# [DESCRIPTION OF THE TASK]
From the line that contains "# give x and y for each instance of the shadow" through the closing line of the entries, write out each line exactly; pictures stay out.

# [Photo-based referring expression data]

↓

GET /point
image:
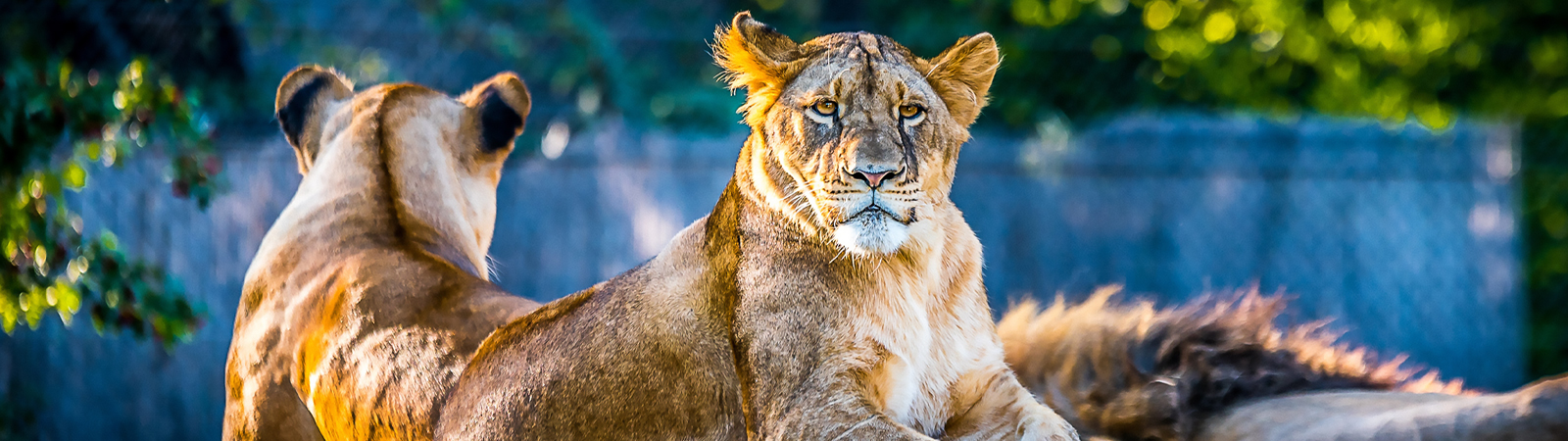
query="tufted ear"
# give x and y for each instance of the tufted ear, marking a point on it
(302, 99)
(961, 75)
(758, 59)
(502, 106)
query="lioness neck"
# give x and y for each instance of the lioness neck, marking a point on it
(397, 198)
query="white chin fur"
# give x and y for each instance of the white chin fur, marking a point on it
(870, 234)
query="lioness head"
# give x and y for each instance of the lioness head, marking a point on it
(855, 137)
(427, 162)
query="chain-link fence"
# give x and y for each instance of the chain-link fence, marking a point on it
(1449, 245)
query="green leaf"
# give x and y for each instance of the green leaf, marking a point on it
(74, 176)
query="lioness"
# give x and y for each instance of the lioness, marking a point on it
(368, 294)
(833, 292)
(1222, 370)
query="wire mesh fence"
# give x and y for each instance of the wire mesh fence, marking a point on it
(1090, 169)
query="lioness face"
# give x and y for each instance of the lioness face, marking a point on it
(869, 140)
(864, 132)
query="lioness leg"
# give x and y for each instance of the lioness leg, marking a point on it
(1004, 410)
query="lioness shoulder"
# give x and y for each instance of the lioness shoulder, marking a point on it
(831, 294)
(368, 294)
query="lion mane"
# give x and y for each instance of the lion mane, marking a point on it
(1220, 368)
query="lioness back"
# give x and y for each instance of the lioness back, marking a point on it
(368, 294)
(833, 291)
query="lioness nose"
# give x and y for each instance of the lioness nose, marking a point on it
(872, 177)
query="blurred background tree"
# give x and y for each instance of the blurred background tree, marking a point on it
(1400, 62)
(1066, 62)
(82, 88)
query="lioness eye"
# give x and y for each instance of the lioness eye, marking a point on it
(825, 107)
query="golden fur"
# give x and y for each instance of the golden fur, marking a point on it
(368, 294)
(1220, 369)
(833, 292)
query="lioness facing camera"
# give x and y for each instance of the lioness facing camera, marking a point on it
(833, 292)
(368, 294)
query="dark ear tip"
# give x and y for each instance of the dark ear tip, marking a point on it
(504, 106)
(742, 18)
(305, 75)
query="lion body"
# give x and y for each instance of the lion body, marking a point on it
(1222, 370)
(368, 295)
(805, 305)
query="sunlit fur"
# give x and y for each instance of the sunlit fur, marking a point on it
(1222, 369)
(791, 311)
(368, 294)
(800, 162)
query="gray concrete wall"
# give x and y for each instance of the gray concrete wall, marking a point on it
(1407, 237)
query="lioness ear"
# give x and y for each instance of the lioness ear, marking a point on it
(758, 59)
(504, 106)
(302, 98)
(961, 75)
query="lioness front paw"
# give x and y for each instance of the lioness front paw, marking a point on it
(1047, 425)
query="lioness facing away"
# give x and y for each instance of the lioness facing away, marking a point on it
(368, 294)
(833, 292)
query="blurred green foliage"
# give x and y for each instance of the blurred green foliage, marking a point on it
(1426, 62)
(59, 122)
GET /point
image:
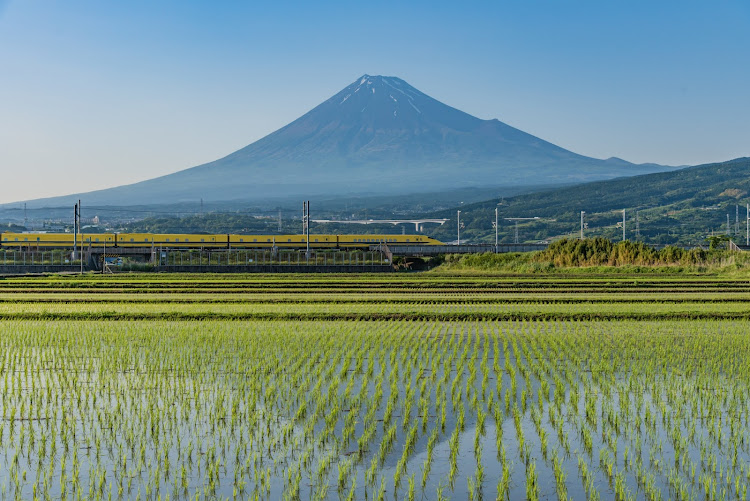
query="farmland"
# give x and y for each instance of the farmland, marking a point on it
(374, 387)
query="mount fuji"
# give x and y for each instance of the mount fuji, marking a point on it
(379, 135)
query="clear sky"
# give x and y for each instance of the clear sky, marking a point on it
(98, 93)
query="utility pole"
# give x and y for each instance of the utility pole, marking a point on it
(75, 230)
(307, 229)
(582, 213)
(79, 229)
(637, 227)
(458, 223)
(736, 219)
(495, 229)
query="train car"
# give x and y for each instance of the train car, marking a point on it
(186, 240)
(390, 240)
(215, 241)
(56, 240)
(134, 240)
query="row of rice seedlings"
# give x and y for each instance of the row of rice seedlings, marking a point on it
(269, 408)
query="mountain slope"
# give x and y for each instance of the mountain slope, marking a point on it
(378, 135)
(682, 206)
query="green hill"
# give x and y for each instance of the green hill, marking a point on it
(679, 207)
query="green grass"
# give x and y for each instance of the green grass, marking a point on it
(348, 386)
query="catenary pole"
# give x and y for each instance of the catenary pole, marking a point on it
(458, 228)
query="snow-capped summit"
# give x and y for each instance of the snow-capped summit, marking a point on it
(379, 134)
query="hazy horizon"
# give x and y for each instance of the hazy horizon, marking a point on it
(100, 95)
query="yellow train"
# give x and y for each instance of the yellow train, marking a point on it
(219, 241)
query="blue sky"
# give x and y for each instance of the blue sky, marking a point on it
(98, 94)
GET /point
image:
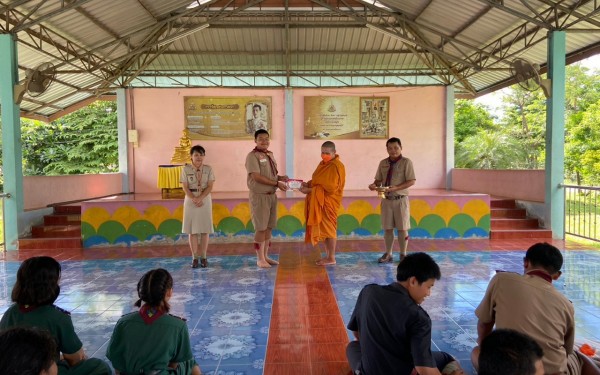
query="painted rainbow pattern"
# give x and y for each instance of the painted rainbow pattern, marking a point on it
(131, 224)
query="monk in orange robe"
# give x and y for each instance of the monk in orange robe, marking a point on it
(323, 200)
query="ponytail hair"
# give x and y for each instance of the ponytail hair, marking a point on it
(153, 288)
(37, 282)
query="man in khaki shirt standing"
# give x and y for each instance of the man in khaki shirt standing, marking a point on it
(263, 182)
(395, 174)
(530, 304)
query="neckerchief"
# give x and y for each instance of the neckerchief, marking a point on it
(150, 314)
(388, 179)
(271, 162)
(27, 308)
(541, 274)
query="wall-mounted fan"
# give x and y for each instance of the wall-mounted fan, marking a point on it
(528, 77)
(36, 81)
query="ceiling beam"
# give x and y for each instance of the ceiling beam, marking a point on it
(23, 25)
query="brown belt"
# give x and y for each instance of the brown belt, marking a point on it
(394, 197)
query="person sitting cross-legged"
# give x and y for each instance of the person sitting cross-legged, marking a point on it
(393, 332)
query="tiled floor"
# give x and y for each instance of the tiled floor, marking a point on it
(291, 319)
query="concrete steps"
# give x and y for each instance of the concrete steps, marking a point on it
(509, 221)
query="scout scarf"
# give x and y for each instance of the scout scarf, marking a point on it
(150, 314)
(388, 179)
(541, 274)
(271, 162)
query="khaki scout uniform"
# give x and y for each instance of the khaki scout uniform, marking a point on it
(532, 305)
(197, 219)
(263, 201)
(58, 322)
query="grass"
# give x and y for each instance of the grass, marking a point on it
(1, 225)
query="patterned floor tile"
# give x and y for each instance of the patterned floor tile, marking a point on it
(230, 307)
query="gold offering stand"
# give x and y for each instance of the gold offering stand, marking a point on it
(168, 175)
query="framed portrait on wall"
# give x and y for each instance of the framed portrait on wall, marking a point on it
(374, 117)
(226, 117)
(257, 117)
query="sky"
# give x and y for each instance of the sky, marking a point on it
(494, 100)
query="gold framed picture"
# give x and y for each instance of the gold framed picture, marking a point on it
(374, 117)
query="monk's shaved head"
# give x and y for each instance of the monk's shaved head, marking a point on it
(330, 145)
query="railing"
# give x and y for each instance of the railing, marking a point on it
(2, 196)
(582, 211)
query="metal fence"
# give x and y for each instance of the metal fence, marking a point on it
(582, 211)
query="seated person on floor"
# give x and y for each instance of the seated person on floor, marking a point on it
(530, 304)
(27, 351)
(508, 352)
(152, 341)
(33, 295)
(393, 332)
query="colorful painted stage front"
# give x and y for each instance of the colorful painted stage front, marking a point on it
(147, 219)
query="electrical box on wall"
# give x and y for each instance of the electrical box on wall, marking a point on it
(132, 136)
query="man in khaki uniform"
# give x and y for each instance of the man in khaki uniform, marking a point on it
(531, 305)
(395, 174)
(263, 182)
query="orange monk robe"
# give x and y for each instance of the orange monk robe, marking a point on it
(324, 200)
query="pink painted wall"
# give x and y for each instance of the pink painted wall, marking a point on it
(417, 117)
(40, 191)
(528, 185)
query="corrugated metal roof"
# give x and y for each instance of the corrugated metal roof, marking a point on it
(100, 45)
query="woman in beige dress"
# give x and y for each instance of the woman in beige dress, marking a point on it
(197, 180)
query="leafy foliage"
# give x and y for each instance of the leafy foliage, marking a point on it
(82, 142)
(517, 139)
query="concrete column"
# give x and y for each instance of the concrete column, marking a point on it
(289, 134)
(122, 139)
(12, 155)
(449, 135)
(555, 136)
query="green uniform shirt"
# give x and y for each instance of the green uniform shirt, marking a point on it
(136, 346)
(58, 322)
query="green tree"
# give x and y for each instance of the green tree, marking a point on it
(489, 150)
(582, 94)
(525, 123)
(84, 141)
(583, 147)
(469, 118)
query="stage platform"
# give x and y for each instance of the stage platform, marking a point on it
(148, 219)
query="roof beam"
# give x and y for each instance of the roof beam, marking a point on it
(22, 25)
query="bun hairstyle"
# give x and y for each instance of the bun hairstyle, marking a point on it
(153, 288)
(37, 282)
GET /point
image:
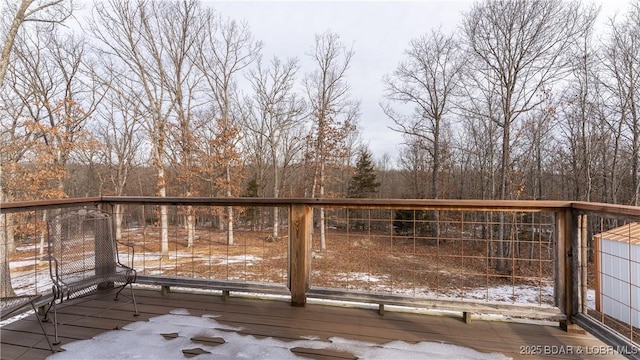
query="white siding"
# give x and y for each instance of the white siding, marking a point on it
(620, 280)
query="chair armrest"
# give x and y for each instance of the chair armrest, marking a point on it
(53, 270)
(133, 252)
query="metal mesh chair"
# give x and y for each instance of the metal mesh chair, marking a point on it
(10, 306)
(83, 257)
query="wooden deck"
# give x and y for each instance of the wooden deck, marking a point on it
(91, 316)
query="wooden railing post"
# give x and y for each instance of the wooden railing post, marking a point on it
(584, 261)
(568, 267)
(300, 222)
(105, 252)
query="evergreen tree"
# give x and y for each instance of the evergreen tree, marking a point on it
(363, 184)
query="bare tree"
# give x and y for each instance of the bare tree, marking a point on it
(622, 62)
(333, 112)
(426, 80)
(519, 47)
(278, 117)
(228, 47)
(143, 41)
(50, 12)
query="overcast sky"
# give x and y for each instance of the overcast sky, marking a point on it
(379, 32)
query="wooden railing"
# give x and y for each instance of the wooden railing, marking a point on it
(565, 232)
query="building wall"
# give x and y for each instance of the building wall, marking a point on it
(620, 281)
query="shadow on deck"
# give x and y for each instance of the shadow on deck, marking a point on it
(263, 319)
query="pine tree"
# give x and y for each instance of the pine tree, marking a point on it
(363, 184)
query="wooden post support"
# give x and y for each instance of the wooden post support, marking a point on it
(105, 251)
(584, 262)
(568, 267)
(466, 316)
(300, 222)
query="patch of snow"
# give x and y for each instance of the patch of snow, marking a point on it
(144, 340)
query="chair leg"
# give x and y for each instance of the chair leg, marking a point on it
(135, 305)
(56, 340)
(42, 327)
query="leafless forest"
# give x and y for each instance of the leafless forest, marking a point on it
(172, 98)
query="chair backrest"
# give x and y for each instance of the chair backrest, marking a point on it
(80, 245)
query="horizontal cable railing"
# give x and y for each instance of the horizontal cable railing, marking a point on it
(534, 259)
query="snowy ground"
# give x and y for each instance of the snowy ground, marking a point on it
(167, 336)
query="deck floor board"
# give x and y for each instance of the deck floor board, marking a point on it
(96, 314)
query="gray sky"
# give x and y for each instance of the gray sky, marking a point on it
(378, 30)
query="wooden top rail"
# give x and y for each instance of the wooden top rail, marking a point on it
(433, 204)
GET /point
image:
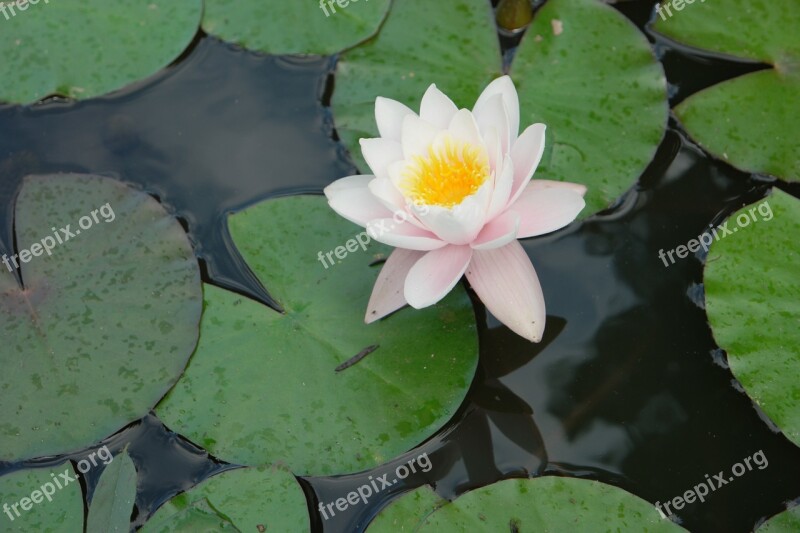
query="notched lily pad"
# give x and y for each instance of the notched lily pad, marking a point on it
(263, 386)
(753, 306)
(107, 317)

↑

# [OUTPUT FOR THIS EXERCISE]
# give x and y for each instance of the shadow on deck, marking a point on it
(263, 319)
query="pine tree"
# give x and y for each instance of the pine tree, marking a point on it
(363, 184)
query="wooden post support"
# give x and y for each instance of the wooden post support, marking a point on it
(105, 251)
(584, 262)
(568, 267)
(466, 316)
(300, 222)
query="patch of snow"
# give x and y for each instance of the patch of snow, marking a point on it
(144, 340)
query="chair leg"
# give x and y for each instance of the chair leg, marking a point on it
(135, 305)
(56, 340)
(42, 327)
query="leafless forest"
# give x and y for each instance of the leafless forest, marking a point on it
(172, 98)
query="chair backrest"
# give x and y for each instance of the chair backrest, marking a point on it
(80, 245)
query="horizontal cable railing"
# give x and y for each instance of the horizontal cable railing, marking a point on it
(534, 259)
query="snowy ground"
# give x and y for each instance of the snowy ground, marking a point on it
(167, 336)
query="deck floor board"
# give x and y for each instance of the deck floor board, marking a point on it
(96, 314)
query="gray sky"
# give x and y for each instance of the gray sky, marking a point on it
(378, 30)
query="wooden top rail"
# give x and y for each instance of the wooden top rail, marking a point on it
(433, 204)
GET /point
image:
query="notched lily pad"
# give x and y for each instance of the notched lily pad, marking a point on it
(263, 386)
(753, 306)
(107, 317)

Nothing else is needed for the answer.